### CHALLENGE
Starting at the line that contains "One point rides on each instance of the white concrete", print every remaining line of the entries, unchanged, and output nothing more.

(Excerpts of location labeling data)

══════

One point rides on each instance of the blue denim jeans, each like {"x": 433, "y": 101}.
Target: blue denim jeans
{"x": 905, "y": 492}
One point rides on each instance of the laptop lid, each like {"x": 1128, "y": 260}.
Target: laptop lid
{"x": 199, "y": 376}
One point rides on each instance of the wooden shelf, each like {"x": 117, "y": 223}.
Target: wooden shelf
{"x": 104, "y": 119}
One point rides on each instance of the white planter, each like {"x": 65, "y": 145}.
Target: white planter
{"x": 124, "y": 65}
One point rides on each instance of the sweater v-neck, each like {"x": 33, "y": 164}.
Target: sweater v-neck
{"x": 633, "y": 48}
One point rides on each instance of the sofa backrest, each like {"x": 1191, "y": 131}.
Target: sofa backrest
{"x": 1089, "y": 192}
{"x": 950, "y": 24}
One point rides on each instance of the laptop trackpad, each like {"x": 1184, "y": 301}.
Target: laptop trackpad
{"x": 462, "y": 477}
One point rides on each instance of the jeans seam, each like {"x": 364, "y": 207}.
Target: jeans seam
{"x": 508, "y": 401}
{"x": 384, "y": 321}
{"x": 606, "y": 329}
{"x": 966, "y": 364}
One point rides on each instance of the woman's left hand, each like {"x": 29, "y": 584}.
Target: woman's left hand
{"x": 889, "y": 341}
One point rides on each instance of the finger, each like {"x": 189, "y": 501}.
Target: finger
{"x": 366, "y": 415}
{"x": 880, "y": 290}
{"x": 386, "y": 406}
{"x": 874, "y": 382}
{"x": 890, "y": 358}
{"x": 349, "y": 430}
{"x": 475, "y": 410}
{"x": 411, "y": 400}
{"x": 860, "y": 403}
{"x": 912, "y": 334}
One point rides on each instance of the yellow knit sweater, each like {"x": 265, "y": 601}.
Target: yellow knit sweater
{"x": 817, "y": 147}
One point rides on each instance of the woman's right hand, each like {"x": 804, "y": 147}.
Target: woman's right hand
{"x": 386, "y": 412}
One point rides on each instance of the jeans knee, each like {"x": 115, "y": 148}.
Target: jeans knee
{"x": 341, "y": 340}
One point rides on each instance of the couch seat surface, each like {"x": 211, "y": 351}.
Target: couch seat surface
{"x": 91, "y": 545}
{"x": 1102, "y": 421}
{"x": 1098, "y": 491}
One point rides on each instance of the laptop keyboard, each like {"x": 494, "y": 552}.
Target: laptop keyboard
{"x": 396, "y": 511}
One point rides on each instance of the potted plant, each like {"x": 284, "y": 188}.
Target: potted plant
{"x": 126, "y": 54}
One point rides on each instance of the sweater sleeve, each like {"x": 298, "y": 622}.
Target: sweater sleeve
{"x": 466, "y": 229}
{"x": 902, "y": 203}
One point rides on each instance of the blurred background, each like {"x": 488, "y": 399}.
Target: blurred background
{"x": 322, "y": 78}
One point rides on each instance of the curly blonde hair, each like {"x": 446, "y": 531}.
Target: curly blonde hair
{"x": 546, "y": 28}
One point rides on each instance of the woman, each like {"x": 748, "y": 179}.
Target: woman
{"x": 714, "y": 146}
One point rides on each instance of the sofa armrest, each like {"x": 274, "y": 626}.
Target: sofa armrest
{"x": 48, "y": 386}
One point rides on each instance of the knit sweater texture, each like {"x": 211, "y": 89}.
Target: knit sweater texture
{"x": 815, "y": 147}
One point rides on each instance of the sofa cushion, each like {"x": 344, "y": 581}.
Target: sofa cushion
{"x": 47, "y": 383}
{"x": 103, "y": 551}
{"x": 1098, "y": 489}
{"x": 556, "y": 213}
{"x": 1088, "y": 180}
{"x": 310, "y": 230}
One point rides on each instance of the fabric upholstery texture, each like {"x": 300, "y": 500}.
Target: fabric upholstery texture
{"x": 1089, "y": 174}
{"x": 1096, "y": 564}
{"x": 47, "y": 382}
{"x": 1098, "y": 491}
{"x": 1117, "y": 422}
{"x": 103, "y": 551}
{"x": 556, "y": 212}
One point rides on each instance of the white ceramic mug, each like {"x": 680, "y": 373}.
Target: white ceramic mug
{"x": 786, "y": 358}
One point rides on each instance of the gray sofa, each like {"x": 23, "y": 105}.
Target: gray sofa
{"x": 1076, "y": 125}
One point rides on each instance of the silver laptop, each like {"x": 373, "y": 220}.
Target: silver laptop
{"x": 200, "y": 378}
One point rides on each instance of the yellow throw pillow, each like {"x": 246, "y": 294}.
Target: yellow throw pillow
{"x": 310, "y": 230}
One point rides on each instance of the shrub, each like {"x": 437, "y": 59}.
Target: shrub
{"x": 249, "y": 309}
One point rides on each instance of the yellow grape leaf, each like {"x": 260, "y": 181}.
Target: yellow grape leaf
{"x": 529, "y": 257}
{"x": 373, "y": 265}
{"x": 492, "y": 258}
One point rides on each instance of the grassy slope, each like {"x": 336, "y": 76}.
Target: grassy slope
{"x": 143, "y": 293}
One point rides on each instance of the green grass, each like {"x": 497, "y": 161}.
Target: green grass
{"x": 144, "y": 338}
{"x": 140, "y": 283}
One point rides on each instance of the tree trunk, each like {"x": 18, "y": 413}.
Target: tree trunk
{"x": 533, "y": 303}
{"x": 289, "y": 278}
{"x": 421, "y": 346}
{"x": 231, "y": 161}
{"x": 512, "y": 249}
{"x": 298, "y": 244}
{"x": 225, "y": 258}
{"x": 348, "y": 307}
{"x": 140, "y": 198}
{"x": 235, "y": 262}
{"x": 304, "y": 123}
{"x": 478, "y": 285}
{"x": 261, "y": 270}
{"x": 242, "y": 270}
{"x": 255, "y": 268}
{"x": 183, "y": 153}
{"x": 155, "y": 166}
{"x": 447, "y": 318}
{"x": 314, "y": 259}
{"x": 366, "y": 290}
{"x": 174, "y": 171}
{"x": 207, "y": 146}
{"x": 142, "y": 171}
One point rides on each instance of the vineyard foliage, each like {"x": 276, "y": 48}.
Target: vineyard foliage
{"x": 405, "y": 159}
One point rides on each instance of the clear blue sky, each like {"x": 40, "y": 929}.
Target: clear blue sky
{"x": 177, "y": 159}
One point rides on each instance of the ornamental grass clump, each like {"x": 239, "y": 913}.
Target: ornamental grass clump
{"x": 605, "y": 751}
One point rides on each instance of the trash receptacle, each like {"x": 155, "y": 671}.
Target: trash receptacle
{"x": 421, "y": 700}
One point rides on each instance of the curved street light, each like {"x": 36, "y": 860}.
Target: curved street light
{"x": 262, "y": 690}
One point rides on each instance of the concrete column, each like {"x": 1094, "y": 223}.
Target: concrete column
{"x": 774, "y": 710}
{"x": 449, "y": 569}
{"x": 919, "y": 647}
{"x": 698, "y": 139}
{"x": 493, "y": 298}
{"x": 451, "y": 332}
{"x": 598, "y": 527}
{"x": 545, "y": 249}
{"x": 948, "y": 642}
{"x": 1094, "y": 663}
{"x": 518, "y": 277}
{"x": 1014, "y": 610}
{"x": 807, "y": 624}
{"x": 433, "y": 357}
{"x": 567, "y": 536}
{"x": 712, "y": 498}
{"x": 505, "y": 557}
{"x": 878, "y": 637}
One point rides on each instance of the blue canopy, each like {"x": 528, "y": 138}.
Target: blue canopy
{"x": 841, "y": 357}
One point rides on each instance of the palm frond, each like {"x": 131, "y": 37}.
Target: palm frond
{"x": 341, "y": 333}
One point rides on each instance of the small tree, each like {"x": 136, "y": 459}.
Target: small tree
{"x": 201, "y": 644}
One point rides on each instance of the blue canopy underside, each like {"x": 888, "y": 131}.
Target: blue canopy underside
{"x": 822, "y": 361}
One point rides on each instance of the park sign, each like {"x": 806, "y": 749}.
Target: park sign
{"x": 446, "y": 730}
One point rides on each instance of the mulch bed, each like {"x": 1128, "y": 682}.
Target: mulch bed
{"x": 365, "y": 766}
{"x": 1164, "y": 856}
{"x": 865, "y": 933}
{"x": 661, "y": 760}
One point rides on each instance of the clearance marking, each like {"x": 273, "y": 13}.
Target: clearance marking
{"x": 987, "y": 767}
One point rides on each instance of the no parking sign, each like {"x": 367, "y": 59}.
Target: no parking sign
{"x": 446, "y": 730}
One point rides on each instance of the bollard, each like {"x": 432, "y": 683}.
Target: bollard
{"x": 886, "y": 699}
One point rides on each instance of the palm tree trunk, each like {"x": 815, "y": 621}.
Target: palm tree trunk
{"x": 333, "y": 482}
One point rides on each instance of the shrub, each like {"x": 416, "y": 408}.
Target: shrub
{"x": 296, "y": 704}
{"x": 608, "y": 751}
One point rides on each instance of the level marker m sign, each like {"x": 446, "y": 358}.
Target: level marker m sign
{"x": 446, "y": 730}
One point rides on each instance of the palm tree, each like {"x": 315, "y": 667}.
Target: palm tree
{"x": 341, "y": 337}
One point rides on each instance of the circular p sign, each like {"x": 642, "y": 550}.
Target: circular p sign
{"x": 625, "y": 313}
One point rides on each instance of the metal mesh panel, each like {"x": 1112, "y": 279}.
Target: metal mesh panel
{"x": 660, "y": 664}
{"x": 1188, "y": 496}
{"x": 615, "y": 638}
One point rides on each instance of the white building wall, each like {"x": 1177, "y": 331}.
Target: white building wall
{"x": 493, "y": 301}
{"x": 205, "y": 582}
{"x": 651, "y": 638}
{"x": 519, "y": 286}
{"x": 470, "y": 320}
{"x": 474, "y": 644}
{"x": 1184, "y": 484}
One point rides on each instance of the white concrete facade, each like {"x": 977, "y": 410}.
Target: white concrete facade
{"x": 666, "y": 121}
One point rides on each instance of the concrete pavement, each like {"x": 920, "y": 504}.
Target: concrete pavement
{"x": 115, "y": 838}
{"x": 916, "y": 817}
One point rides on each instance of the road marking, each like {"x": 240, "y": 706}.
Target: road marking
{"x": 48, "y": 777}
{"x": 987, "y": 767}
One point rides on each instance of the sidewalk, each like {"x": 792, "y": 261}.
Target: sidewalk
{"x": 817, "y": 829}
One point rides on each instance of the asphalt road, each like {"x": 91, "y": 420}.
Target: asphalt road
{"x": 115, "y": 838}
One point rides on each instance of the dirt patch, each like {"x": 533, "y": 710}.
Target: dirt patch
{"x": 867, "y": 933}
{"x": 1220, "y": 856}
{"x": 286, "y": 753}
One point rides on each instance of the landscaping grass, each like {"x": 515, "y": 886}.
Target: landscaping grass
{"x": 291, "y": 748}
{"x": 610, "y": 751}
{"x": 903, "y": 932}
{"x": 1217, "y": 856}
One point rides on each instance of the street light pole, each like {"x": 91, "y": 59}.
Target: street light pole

══════

### SOLUTION TO THE PROBLEM
One point rides on each instance of the white concrete facade, each like {"x": 977, "y": 410}.
Target: white concrete facade
{"x": 666, "y": 121}
One point rides on each instance of the concrete pavement, each like {"x": 920, "y": 504}.
Target: concrete pavement
{"x": 115, "y": 838}
{"x": 916, "y": 817}
One point rides on each instance of the road marking, each like {"x": 240, "y": 706}.
Target: road marking
{"x": 48, "y": 777}
{"x": 987, "y": 767}
One point rides on each instance of the sidewalk, each like {"x": 792, "y": 261}.
Target: sidewalk
{"x": 817, "y": 829}
One point rides on each instance of the asphalt road, each like {"x": 91, "y": 420}.
Target: asphalt road
{"x": 115, "y": 838}
One point rides on each instance of the dirt patch, each like {"x": 533, "y": 710}.
Target: dirt patch
{"x": 867, "y": 933}
{"x": 1220, "y": 856}
{"x": 286, "y": 753}
One point rides on each instance of the landscaping grass, each like {"x": 515, "y": 886}.
Target: landscaping grass
{"x": 291, "y": 748}
{"x": 610, "y": 751}
{"x": 903, "y": 932}
{"x": 1217, "y": 856}
One point rides on each instance of the street light pole, each like {"x": 91, "y": 59}.
Target: street light pole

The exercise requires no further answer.